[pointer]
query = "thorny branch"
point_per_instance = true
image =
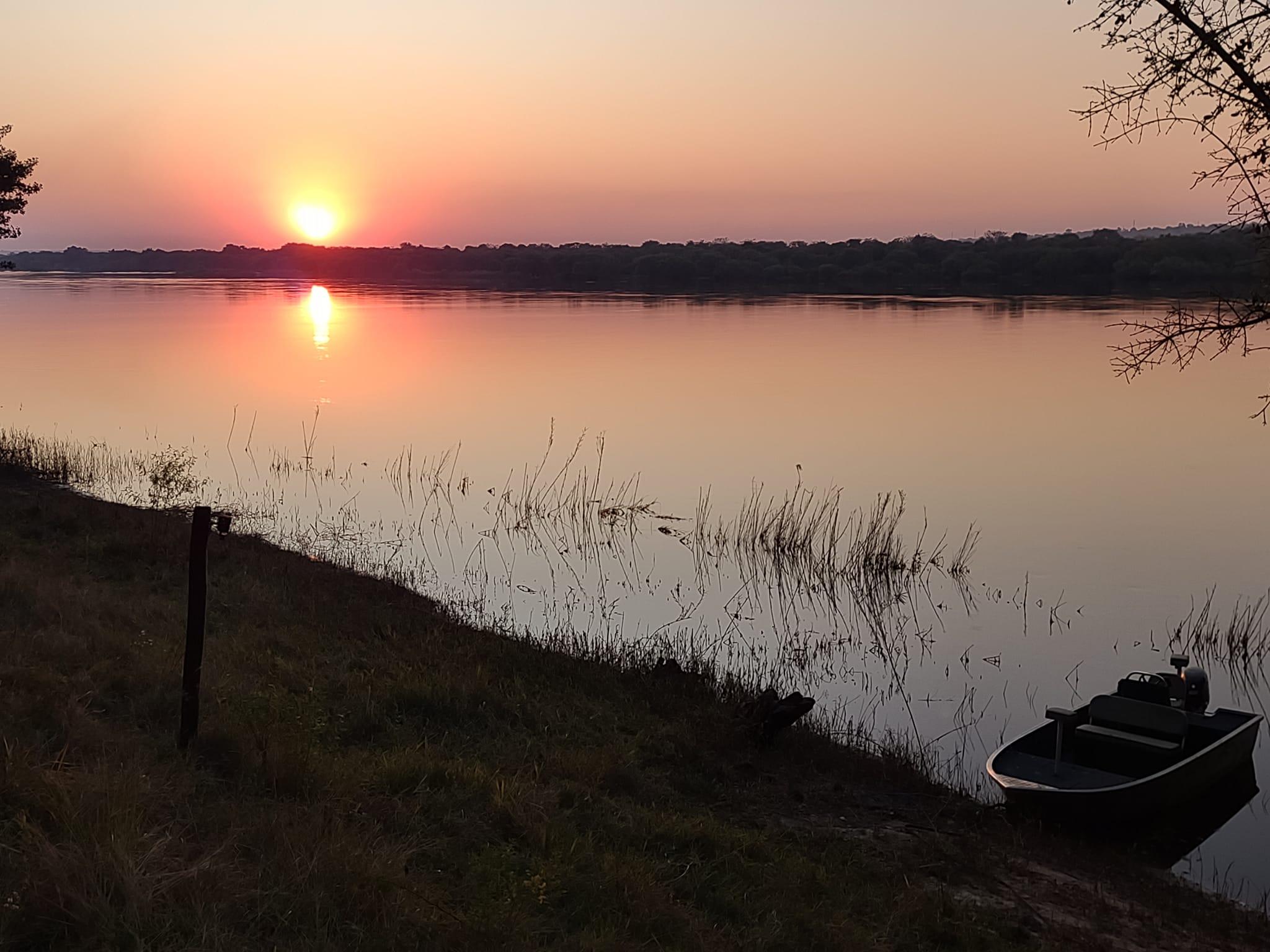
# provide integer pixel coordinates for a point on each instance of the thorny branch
(1203, 65)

--*--

*The problem:* Hand back the data above exactly, with no images.

*Expected answer:*
[pointer]
query = "thorny branch"
point_per_instance = true
image =
# provide integer pixel coordinates for a point on each instance of the thorny branch
(1203, 65)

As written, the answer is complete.